Exercise:
Pick out every line in the listing below that contains the word "blue", and copy each of those lines.

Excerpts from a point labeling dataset

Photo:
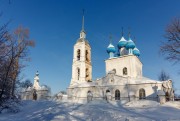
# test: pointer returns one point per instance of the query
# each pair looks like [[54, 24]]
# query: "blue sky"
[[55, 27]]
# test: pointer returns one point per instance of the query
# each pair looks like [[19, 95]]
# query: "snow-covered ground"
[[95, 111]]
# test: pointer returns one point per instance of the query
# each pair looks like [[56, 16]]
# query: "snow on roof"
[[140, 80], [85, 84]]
* * *
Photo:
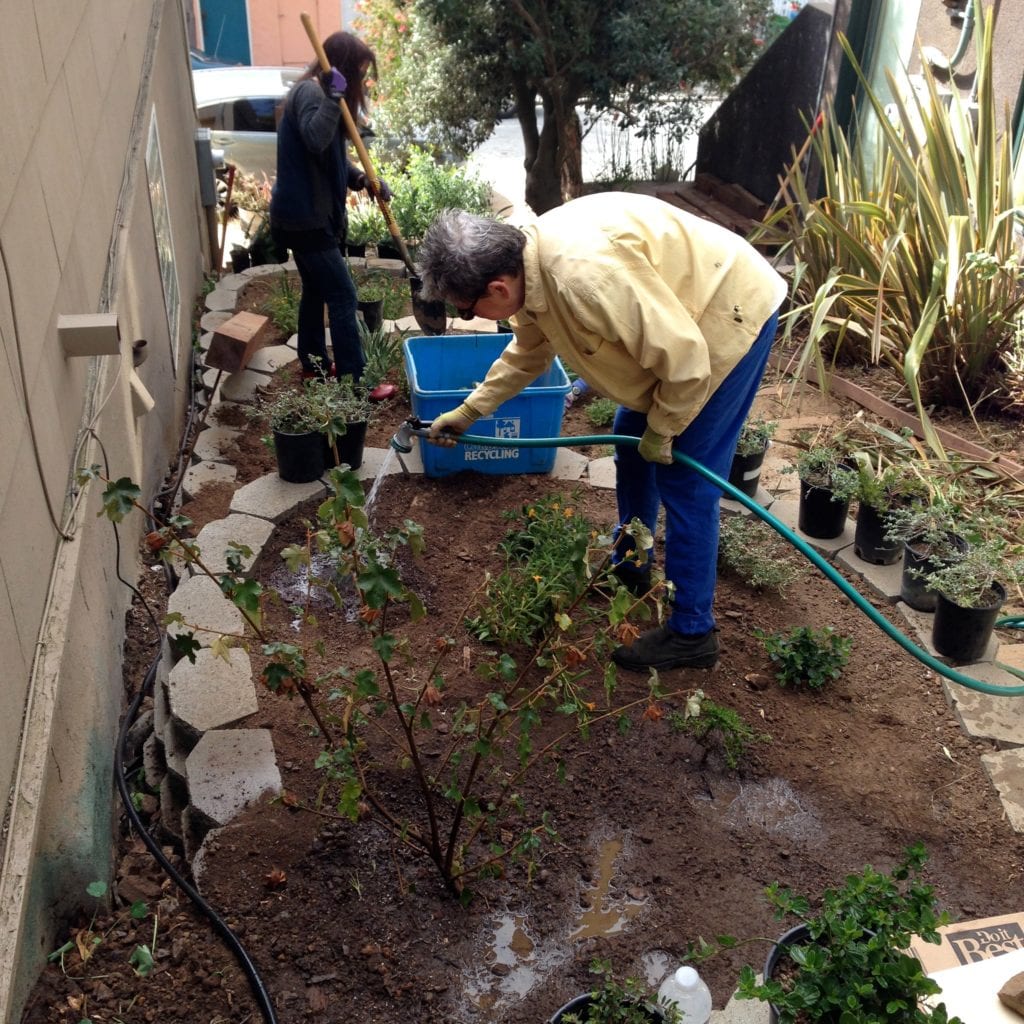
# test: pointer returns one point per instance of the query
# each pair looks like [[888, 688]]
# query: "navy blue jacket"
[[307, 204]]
==
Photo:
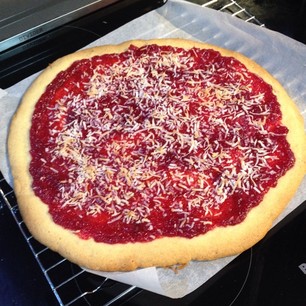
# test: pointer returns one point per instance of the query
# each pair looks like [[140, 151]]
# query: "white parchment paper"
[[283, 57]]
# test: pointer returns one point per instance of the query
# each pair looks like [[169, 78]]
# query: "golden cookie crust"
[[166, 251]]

The reply:
# query: "blue sky"
# query: "navy blue jacket"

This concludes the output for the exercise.